Uw opdracht:
Herschrijf uit het fragment over zwangerschapsdiabetes alles van "Hoe kun je testen" tot en met "van het drankje.", waarbij u "drankje" overal vervangt door "drank".

Paginafragment:
━━━━━━━━━━
Sommige moeders ervaren echter wel symptomen zoals een plotselinge gewichtstoename, overmatige dorst, frequent urineren of constant verlangen naar zoetigheid. Deze symptomen kunnen wijzen op zwangerschapsdiabetes. Daarom is het belangrijk om eventuele klachten altijd met ons te bespreken.

 

Hoe kun je testen of je zwangerschapsdiabetes hebt?

Er bestaat eigenlijk maar één test om zwangerschapsdiabetes nauwkeurig te controleren, namelijk de orale glucose tolerantie test (OGTT). Met deze test wordt onderzocht hoe je lichaam reageert op een gecontroleerde hoeveelheid glucose. De procedure begint met het afnemen van nuchter bloed. Vervolgens drink je een suikerhoudend drankje met een precieze dosering glucose. Bloedmonsters worden afgenomen één uur en twee uur na het innemen van het drankje.
━━━━━━━━━━
Aangeleverde regels:

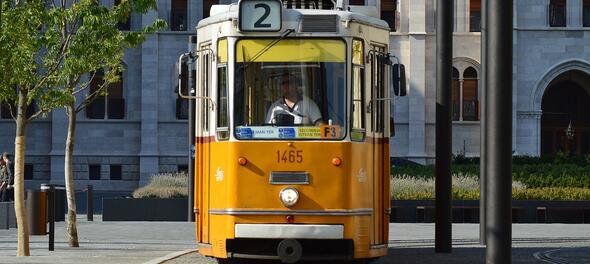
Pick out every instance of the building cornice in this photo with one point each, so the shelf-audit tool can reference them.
(529, 114)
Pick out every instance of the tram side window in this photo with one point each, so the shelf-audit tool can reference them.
(206, 85)
(222, 99)
(358, 92)
(181, 103)
(378, 89)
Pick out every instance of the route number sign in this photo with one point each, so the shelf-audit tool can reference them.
(260, 15)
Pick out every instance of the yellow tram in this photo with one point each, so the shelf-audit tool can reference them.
(292, 131)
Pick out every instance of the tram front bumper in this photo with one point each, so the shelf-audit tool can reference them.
(286, 231)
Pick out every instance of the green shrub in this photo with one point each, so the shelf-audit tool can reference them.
(467, 188)
(533, 175)
(164, 185)
(570, 194)
(412, 188)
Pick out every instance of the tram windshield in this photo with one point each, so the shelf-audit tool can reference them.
(290, 89)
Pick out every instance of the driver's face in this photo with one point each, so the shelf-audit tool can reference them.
(286, 85)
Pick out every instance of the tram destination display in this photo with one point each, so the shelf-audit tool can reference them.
(260, 15)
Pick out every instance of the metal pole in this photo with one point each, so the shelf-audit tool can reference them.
(89, 203)
(51, 216)
(482, 126)
(499, 136)
(444, 66)
(191, 133)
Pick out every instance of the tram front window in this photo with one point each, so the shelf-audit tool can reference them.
(292, 89)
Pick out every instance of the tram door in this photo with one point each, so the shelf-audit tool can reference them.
(378, 146)
(203, 143)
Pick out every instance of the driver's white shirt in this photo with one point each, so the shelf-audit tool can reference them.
(304, 112)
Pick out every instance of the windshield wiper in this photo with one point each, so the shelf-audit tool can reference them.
(267, 47)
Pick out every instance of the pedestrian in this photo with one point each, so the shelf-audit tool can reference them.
(6, 178)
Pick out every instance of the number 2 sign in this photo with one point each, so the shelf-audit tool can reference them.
(260, 15)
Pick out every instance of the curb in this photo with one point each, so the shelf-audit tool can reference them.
(170, 256)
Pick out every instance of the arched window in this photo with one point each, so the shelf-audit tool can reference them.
(557, 13)
(389, 13)
(470, 101)
(109, 106)
(178, 16)
(465, 98)
(456, 95)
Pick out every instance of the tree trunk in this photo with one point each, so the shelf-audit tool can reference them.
(69, 177)
(19, 182)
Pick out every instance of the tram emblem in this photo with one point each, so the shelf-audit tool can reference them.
(219, 174)
(362, 176)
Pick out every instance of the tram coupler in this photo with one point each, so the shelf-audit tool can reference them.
(289, 251)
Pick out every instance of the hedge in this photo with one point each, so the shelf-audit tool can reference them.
(532, 175)
(164, 185)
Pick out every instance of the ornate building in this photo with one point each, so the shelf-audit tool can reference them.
(141, 127)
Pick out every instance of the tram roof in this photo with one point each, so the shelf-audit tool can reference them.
(221, 13)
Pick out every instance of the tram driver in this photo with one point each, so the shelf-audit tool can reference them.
(293, 108)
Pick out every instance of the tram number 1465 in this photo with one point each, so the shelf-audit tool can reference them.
(289, 156)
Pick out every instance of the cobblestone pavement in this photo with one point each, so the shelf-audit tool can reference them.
(165, 242)
(414, 243)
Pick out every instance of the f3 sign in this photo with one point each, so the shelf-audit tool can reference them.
(260, 15)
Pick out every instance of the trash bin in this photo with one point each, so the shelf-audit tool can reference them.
(60, 200)
(37, 212)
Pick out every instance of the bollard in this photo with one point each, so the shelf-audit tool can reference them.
(36, 205)
(51, 215)
(89, 204)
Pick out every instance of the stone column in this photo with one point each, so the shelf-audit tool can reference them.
(528, 134)
(59, 129)
(148, 156)
(417, 80)
(195, 13)
(461, 19)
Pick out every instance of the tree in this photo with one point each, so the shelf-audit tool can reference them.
(86, 35)
(47, 49)
(24, 79)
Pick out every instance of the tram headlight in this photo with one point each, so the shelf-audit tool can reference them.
(289, 196)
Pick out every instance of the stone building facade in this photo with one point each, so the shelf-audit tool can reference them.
(551, 55)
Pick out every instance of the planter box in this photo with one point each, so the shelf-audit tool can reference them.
(423, 211)
(148, 209)
(7, 217)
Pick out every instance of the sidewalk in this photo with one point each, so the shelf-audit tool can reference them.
(104, 242)
(157, 242)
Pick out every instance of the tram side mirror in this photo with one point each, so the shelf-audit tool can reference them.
(284, 120)
(181, 72)
(399, 80)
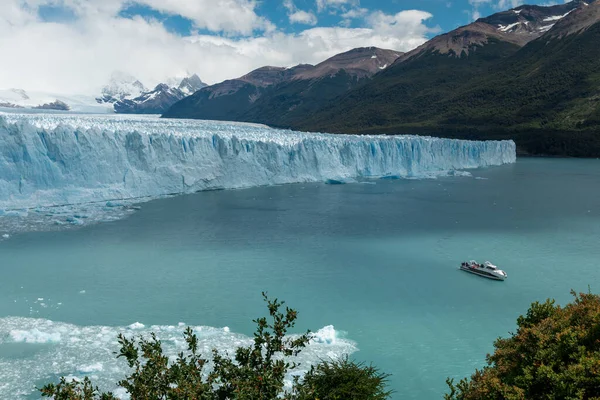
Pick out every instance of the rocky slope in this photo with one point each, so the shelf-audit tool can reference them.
(481, 81)
(253, 96)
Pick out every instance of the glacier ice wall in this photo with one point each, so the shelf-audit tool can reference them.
(70, 159)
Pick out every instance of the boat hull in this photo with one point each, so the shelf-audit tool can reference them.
(483, 274)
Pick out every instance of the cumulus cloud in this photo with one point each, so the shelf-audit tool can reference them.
(79, 56)
(299, 16)
(325, 4)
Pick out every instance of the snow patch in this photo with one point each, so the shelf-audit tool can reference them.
(556, 17)
(507, 28)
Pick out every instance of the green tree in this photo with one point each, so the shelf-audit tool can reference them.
(255, 372)
(555, 354)
(342, 380)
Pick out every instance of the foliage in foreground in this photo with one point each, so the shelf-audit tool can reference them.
(555, 354)
(342, 379)
(256, 372)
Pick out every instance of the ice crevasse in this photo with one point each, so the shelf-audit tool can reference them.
(68, 159)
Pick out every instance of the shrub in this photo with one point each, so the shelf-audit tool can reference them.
(255, 372)
(342, 380)
(555, 354)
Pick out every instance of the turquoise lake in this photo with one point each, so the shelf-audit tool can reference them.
(378, 260)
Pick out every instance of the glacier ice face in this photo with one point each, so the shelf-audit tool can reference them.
(48, 160)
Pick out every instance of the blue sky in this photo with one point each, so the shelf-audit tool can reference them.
(446, 14)
(73, 46)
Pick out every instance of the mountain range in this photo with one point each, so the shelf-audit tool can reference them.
(275, 94)
(528, 74)
(122, 94)
(129, 96)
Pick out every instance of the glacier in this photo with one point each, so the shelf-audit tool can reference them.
(58, 159)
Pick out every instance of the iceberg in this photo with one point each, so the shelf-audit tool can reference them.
(50, 159)
(78, 351)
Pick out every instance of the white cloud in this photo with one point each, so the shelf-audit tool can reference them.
(234, 16)
(303, 17)
(80, 56)
(325, 4)
(299, 16)
(355, 13)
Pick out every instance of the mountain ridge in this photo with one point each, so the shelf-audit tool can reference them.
(527, 74)
(237, 99)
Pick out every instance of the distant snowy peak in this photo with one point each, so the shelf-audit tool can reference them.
(129, 96)
(121, 86)
(527, 20)
(161, 98)
(517, 26)
(191, 85)
(586, 15)
(19, 98)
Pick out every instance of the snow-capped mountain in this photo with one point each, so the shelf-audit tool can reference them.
(161, 98)
(191, 85)
(21, 99)
(121, 86)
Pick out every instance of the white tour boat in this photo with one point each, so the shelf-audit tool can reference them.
(487, 270)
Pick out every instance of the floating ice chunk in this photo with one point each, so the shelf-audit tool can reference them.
(136, 325)
(86, 369)
(34, 336)
(74, 221)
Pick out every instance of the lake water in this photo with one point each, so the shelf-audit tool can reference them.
(377, 260)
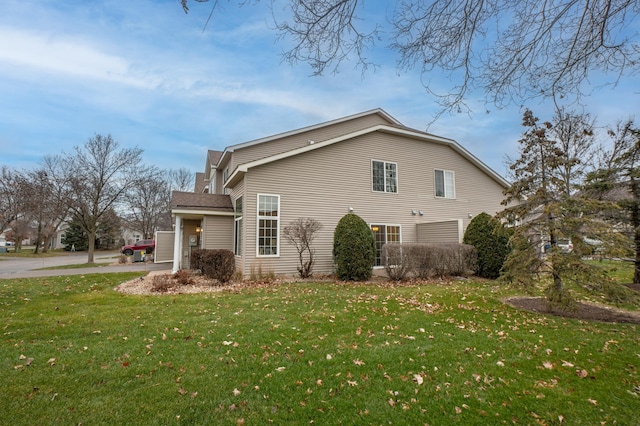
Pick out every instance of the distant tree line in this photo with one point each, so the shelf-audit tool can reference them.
(98, 189)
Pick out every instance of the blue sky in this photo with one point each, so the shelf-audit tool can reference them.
(148, 74)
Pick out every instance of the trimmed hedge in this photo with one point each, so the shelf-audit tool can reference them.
(428, 260)
(216, 264)
(354, 249)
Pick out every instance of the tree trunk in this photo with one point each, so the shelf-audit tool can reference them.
(636, 239)
(92, 246)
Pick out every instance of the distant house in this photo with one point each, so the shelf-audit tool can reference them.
(408, 185)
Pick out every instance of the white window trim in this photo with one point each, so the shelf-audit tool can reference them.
(385, 225)
(258, 217)
(444, 177)
(384, 171)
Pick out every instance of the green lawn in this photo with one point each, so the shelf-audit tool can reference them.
(74, 351)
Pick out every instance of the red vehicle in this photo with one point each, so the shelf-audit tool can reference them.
(147, 245)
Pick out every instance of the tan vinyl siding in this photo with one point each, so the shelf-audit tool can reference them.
(439, 232)
(324, 183)
(218, 232)
(164, 246)
(267, 149)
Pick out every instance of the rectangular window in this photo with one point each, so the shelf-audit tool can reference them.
(384, 234)
(445, 184)
(384, 176)
(225, 176)
(237, 230)
(268, 225)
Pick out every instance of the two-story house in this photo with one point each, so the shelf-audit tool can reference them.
(408, 185)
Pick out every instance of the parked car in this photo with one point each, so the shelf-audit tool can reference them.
(147, 245)
(565, 246)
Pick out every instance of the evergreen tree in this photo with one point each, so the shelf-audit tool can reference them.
(354, 249)
(75, 237)
(545, 213)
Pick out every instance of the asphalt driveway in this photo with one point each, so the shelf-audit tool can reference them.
(17, 267)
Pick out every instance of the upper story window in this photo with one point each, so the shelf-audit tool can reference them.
(268, 225)
(384, 176)
(445, 184)
(225, 176)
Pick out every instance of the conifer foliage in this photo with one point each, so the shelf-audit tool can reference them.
(491, 241)
(354, 249)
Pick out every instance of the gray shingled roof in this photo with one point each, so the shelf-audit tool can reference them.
(190, 200)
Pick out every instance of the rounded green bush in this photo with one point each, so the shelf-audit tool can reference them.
(354, 249)
(491, 241)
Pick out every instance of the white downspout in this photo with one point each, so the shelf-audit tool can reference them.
(177, 246)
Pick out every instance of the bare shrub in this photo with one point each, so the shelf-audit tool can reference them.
(162, 283)
(396, 260)
(183, 277)
(195, 262)
(218, 264)
(301, 233)
(257, 274)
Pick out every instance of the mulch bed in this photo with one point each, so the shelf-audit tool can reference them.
(581, 311)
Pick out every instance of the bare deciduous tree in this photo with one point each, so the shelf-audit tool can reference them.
(181, 179)
(148, 203)
(9, 197)
(513, 50)
(301, 233)
(101, 176)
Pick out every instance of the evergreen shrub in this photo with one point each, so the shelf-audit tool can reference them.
(354, 249)
(491, 240)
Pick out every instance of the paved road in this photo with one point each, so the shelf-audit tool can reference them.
(16, 267)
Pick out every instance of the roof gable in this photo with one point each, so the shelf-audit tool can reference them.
(397, 130)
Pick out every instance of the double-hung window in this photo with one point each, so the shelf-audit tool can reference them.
(384, 234)
(268, 225)
(445, 184)
(237, 230)
(384, 176)
(225, 176)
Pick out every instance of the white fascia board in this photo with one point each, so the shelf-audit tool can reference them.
(456, 147)
(183, 211)
(243, 168)
(314, 127)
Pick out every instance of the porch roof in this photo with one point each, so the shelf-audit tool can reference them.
(200, 202)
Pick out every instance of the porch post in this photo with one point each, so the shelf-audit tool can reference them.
(177, 247)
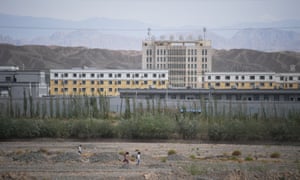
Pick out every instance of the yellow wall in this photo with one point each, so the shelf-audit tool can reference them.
(249, 85)
(97, 85)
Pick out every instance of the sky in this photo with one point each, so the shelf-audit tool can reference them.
(210, 13)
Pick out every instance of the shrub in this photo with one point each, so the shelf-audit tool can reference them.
(236, 153)
(163, 159)
(248, 158)
(192, 156)
(275, 155)
(171, 151)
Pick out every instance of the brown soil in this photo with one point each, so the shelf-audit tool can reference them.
(59, 159)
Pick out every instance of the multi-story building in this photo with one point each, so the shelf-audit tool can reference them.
(251, 80)
(89, 81)
(15, 82)
(185, 60)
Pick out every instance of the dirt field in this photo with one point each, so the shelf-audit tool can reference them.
(59, 159)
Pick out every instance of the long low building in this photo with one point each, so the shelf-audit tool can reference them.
(217, 94)
(251, 80)
(90, 81)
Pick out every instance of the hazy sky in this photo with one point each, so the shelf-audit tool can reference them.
(211, 13)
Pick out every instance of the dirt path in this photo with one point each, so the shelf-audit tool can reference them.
(103, 160)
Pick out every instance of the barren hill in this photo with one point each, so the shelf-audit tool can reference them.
(47, 57)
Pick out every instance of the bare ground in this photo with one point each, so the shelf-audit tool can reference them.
(58, 159)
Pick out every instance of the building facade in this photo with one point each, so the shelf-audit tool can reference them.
(15, 82)
(87, 81)
(185, 60)
(251, 80)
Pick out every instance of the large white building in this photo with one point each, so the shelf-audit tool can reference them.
(186, 60)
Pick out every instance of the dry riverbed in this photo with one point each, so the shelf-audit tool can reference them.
(59, 159)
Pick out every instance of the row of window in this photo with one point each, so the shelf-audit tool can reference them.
(236, 85)
(253, 77)
(128, 82)
(84, 90)
(110, 75)
(175, 52)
━━━━━━━━━━
Uitwerking opdracht:
Hoe kun je testen of je zwangerschapsdiabetes hebt?

Er bestaat eigenlijk maar één test om zwangerschapsdiabetes nauwkeurig te controleren, namelijk de orale glucose tolerantie test (OGTT). Met deze test wordt onderzocht hoe je lichaam reageert op een gecontroleerde hoeveelheid glucose. De procedure begint met het afnemen van nuchter bloed. Vervolgens drink je een suikerhoudend drank met een precieze dosering glucose. Bloedmonsters worden afgenomen één uur en twee uur na het innemen van het drank.